[1446] in cryptography@c2.net mail archive
Re: Speeding up DH
daemon@ATHENA.MIT.EDU (Bill Frantz)
Tue Sep 9 16:45:43 1997
Date: Tue, 09 Sep 1997 12:27:31 -0700
To: cryptography@c2.net
From: Bill Frantz <frantz@communities.com>
First let me try to answer the direct questions and clear up the
misunderstandings my posts always seem to produce (sigh).
Lewis McCarthy <lmccarth@cs.umass.edu> wrote:
>Bill Frantz writes:
>> Assume we are using Diffie Hellman to derive 3 independent keys for
>> 3DES. For this use we need 56*3 ==> 168 bits of entropy. If each side
>> contributes 84 bits of entropy, this allows us to limit the exponent
>> of the first Diffie Hellman modular exponentation to 84 bits.
>
>Perhaps I misunderstand you. A private exponent with just 84 bits
>of entropy gives you only about 42 bits of strength versus a Pollard-
>style search of the exponent space, which is fairly worthless. 168 bits
>of strength throughout the system sounds like overkill. If you're
>aiming for that, each participant should use at least 336 bit exponents,
>and a modulus considerably larger than 1024 bits.
I would like to get a final real strength of about 90 bits. We are using
3DES as it is a conservative, well examined, way of getting 90 bits. Once
we have bought into 3DES, my view is that we might as well try to make the
3 keys independent to help cover errors in the random number generation or
other parts of the protocol. (On the other hand, the performance
requirements are also important, so I am looking for safe speed ups.)

Exercise tasks
(a) Rewrite the paragraph of the post on speeding up Diffie Hellman that begins "I would like to get a final real strength" as a short bulleted list that keeps its main facts.
(b) According to the post on speeding up Diffie Hellman, why does the writer want the three 3DES keys to be independent?

Supplied entries

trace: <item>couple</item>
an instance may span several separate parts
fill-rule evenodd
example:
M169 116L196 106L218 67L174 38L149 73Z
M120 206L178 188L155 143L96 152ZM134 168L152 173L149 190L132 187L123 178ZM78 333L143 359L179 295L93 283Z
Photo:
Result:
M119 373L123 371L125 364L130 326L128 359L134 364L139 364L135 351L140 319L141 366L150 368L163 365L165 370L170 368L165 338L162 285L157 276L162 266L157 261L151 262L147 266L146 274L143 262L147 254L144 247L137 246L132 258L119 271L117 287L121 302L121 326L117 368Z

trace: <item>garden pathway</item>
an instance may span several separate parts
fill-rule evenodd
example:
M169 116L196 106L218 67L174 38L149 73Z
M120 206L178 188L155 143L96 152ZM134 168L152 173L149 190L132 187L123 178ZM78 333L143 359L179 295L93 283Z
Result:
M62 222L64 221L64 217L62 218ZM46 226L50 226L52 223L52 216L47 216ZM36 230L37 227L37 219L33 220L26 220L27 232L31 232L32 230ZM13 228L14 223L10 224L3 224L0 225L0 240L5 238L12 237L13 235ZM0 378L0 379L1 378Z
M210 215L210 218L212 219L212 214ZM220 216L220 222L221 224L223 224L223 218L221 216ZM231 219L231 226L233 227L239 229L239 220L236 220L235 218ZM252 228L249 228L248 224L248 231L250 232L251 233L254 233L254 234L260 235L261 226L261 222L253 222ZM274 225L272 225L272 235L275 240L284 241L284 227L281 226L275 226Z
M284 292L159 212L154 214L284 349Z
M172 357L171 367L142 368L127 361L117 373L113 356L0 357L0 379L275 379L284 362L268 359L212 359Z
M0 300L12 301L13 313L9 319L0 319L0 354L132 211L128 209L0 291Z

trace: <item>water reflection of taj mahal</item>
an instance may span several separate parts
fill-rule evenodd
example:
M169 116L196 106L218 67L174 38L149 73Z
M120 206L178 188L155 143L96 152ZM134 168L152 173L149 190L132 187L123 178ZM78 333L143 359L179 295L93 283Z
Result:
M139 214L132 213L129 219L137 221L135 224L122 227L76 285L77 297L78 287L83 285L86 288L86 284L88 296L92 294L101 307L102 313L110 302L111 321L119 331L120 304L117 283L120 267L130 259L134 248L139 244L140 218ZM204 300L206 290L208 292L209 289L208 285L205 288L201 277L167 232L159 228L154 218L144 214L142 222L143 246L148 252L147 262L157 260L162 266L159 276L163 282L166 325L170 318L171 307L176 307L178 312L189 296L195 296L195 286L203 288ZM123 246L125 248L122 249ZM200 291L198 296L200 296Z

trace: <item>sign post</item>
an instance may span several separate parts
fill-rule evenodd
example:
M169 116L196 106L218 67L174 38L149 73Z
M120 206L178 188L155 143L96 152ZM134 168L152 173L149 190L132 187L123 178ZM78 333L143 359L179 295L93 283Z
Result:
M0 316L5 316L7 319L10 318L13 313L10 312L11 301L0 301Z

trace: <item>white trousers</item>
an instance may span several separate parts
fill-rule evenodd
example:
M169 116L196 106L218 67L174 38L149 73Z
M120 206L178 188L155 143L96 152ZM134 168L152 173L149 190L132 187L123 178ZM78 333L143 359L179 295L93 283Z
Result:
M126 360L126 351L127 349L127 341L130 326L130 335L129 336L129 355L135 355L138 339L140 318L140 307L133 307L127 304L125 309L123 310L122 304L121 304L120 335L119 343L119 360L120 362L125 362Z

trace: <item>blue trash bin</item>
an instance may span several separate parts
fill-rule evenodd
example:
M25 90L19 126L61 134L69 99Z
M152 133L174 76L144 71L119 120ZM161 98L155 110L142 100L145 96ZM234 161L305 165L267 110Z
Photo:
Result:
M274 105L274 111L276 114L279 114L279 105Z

Outputs for the tasks
(a)
- The goal is a final real strength of about 90 bits.
- 3DES is used because it is a conservative, well-examined way to get 90 bits.
- With 3DES chosen, the writer wants the 3 keys to be independent to help cover errors in random number generation or other parts of the protocol.
- Performance also matters, so the writer is looking for safe speed-ups.

(b) Having already committed to 3DES, the writer wants the three keys to be independent because that helps cover errors in the random number generation or in other parts of the protocol.